* What you need to do: Copy every line below precisely as it appears.

* Natural language region descriptions:
BEGIN

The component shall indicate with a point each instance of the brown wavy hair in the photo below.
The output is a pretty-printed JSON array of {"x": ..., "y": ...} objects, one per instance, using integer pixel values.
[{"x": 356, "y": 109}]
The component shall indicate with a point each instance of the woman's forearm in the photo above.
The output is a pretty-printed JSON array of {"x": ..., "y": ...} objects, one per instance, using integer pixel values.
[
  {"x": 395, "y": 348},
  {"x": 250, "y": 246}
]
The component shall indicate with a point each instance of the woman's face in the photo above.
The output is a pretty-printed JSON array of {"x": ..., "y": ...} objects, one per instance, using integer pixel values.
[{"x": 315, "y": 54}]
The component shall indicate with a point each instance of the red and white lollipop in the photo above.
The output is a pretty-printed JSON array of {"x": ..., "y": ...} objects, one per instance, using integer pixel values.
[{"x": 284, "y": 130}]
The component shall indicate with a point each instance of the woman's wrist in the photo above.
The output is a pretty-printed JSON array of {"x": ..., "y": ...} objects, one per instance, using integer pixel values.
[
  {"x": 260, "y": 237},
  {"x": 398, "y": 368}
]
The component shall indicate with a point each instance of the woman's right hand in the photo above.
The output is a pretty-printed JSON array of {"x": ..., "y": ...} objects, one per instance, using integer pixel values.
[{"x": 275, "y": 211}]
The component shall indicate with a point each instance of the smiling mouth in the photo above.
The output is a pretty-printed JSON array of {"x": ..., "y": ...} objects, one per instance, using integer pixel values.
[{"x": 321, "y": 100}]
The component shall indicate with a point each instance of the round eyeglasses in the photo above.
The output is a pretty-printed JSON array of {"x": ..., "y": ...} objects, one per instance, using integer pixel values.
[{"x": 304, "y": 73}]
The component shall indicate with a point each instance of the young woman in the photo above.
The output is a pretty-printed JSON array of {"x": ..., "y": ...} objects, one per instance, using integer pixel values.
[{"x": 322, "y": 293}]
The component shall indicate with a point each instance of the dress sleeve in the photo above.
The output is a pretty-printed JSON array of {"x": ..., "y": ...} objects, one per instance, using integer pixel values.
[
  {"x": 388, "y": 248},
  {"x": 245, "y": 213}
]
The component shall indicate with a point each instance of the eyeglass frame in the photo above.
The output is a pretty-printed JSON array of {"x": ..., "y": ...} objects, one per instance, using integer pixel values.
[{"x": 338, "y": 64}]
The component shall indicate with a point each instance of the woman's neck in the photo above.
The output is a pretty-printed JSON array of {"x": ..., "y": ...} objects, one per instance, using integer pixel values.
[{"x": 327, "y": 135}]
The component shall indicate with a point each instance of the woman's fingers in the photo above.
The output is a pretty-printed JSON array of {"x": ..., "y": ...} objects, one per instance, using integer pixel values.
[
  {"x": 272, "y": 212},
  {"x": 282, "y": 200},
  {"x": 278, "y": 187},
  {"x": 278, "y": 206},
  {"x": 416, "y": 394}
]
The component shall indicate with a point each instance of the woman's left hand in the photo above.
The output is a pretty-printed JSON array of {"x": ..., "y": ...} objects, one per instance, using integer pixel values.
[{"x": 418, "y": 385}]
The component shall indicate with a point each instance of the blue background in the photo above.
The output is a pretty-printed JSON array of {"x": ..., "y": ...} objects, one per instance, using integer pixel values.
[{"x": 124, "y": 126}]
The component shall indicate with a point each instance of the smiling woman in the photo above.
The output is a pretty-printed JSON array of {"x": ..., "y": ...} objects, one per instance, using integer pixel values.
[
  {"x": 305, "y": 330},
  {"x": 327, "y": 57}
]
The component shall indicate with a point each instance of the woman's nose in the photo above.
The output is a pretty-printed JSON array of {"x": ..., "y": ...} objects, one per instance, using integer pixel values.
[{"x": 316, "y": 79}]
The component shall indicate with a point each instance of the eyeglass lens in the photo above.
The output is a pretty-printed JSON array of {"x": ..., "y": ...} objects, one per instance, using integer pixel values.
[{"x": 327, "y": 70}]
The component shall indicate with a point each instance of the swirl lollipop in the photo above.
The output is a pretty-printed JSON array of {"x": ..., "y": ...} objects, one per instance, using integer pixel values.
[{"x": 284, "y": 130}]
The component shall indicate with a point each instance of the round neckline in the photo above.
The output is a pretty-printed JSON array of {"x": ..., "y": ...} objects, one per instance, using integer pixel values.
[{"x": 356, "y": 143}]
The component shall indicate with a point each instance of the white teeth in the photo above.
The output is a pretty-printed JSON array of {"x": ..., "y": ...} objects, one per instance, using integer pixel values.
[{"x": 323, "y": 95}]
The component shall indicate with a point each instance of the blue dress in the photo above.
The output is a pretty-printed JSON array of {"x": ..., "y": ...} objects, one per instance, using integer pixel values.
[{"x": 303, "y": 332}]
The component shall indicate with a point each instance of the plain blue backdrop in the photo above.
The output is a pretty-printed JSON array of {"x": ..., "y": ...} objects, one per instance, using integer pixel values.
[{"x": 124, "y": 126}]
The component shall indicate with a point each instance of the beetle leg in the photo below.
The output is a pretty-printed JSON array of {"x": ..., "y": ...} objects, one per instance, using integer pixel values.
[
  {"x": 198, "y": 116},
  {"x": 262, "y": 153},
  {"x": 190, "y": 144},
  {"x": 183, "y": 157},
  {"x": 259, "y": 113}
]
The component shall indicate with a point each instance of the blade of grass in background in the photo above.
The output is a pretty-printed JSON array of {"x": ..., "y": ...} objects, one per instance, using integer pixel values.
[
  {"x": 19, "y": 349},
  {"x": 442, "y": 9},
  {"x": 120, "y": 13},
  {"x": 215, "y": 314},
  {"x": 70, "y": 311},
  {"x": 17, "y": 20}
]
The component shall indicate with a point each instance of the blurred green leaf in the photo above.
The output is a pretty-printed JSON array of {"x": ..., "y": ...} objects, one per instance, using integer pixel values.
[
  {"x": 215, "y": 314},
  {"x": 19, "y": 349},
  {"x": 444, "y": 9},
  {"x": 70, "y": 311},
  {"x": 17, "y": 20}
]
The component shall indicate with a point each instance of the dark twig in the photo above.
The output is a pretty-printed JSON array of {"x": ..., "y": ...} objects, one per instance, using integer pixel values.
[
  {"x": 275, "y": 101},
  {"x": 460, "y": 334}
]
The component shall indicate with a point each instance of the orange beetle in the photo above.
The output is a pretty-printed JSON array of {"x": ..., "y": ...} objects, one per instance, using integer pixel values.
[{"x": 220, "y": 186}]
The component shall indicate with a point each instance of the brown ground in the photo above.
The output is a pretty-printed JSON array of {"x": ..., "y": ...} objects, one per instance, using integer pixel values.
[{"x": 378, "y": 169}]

END

* Response to the exercise:
The component shall indicate with a point each instance of the brown wavy hair in the photo below.
The output is a pretty-printed JSON array of {"x": ..., "y": ...} objects, one per instance, using integer pixel values.
[{"x": 356, "y": 109}]
The component shall indicate with a point each instance of the woman's forearm in the photo above.
The output is a pretty-printed JSON array of {"x": ..., "y": ...} objects, one per instance, using integer pixel values.
[
  {"x": 395, "y": 348},
  {"x": 250, "y": 246}
]
The component shall indicate with a point each instance of the woman's face in the photo above.
The output is a pretty-printed JSON array of {"x": ..., "y": ...} objects, one per instance, using integer pixel values.
[{"x": 315, "y": 54}]
The component shall indicate with a point each instance of the red and white lollipop in the photo above.
The output is a pretty-printed JSON array of {"x": ..., "y": ...} objects, one per instance, using integer pixel values.
[{"x": 284, "y": 130}]
The component shall indicate with a point each instance of the woman's wrist in the photo above.
The output is a pretty-printed JSON array of {"x": ..., "y": ...} objects, one per instance, using integer pixel values.
[
  {"x": 260, "y": 237},
  {"x": 398, "y": 368}
]
The component shall indicate with a point each instance of the woman's right hand in the photo above.
The output is a pretty-printed JSON array of {"x": ..., "y": ...} objects, one per instance, using integer pixel values.
[{"x": 275, "y": 211}]
The component shall indicate with a point each instance of the smiling mouth in the photo above.
The output is a pretty-printed JSON array of {"x": ..., "y": ...} objects, one per instance, using integer pixel values.
[{"x": 321, "y": 100}]
The component shall indicate with a point each instance of the round eyeglasses in the photo above.
The output is a pretty-printed JSON array of {"x": ..., "y": ...} objects, one per instance, using integer pixel values.
[{"x": 304, "y": 73}]
The component shall indicate with a point each instance of the young woman in the photo above.
The output is a pretty-printed JSON array of {"x": ..., "y": ...} objects, one per instance, using integer pixel values.
[{"x": 322, "y": 293}]
The component shall indicate with a point each instance of the dress sleeve in the photo above.
The output is a pretty-printed JSON array of {"x": ..., "y": ...} objects, one per instance, using integer pixel values.
[
  {"x": 388, "y": 248},
  {"x": 245, "y": 213}
]
The component shall indicate with a point each instance of the eyeglass frame in the photo above.
The output is a pretty-printed JSON array of {"x": ..., "y": ...} objects, one per instance, using integer pixel values.
[{"x": 338, "y": 64}]
The component shall indicate with a point each instance of the woman's neck in the photo above.
The output is a pretty-printed JSON array of {"x": ..., "y": ...} objects, one per instance, using integer pixel values.
[{"x": 327, "y": 135}]
The component shall indicate with a point each instance of the woman's fingers in the photo above.
The output is a pretty-printed JSON array of {"x": ..., "y": ...} objects, one per instance, using integer pixel values.
[
  {"x": 272, "y": 212},
  {"x": 282, "y": 200},
  {"x": 278, "y": 187},
  {"x": 278, "y": 206},
  {"x": 416, "y": 394}
]
The component shall indicate with a point each instance of the woman's left hand in the photo above.
The output is a pretty-printed JSON array of {"x": ..., "y": ...} objects, one per instance, using integer pixel values.
[{"x": 418, "y": 385}]
The component shall indicate with a point each instance of the blue background in the photo above.
The output is a pretty-printed JSON array of {"x": ..., "y": ...} objects, one per instance, using integer pixel values.
[{"x": 124, "y": 126}]
The component shall indicate with a point each instance of the smiling woman in the photo above.
The output is a pretty-printed JSON array of {"x": ..., "y": ...} objects, one per instance, using integer pixel values.
[
  {"x": 305, "y": 330},
  {"x": 327, "y": 57}
]
The component shall indicate with a point each instance of the woman's nose in the photo above.
The output is a pretty-printed JSON array of {"x": ..., "y": ...} objects, one per instance, using integer pixel values.
[{"x": 316, "y": 79}]
The component shall indicate with a point each instance of the eyeglass lens in the photo above.
The output is a pretty-printed JSON array of {"x": ..., "y": ...} objects, one per instance, using integer pixel values.
[{"x": 327, "y": 70}]
The component shall indicate with a point each instance of the swirl lollipop in the photo above.
The output is a pretty-printed JSON array of {"x": ..., "y": ...} objects, one per instance, using integer pixel values.
[{"x": 284, "y": 130}]
The component shall indicate with a point each instance of the round neckline in the photo above.
The output is a pretty-printed JSON array of {"x": ..., "y": ...} objects, one per instance, using integer pixel values.
[{"x": 356, "y": 143}]
The component shall indicate with a point each instance of the white teeth in the photo above.
The output is a pretty-printed JSON array of {"x": ..., "y": ...} objects, one per instance, using integer pixel values.
[{"x": 323, "y": 95}]
The component shall indicate with a point each instance of the blue dress in the photo above.
The output is a pretty-printed JSON array of {"x": ..., "y": ...} objects, one per instance, using integer pixel values.
[{"x": 303, "y": 332}]
The component shall indicate with a point each instance of the plain blue backdrop in the photo above.
The output is a pretty-printed JSON array of {"x": ..., "y": ...} objects, one per instance, using integer pixel values.
[{"x": 124, "y": 126}]
The component shall indicate with a point each instance of the beetle leg in the photo below.
The output is a pretty-printed JSON array of {"x": ..., "y": ...} objects, one per instance, using integer pixel values.
[
  {"x": 198, "y": 116},
  {"x": 262, "y": 153},
  {"x": 190, "y": 144},
  {"x": 183, "y": 157},
  {"x": 259, "y": 113}
]
The component shall indicate with a point each instance of the blade of grass in background in the photo above.
The output is a pretty-printed JSON array of {"x": ..., "y": ...} objects, one per instance, using integer pixel values.
[
  {"x": 19, "y": 349},
  {"x": 442, "y": 9},
  {"x": 120, "y": 13},
  {"x": 215, "y": 314},
  {"x": 70, "y": 311},
  {"x": 17, "y": 20}
]
The component shall indicate with a point each instance of the blurred green leaf in the photo above.
The output is a pretty-printed JSON array of {"x": ..., "y": ...} objects, one per instance, using integer pixel values.
[
  {"x": 215, "y": 314},
  {"x": 19, "y": 349},
  {"x": 444, "y": 9},
  {"x": 70, "y": 311},
  {"x": 17, "y": 20}
]
The component shall indicate with a point each instance of the dark twig in the photo above.
The output is a pretty-printed JSON array of {"x": ..., "y": ...} objects, one per instance, using integer pixel values.
[
  {"x": 275, "y": 101},
  {"x": 460, "y": 334}
]
The component shall indicate with a point each instance of the orange beetle in the photo above.
The output is a pretty-printed JSON array of {"x": ..., "y": ...} objects, one per instance, using integer pixel values.
[{"x": 220, "y": 186}]
The component shall indicate with a point each instance of the brown ground in the photo above.
The output is a pretty-printed JSON array of {"x": ..., "y": ...} objects, one per instance, using integer pixel values.
[{"x": 378, "y": 169}]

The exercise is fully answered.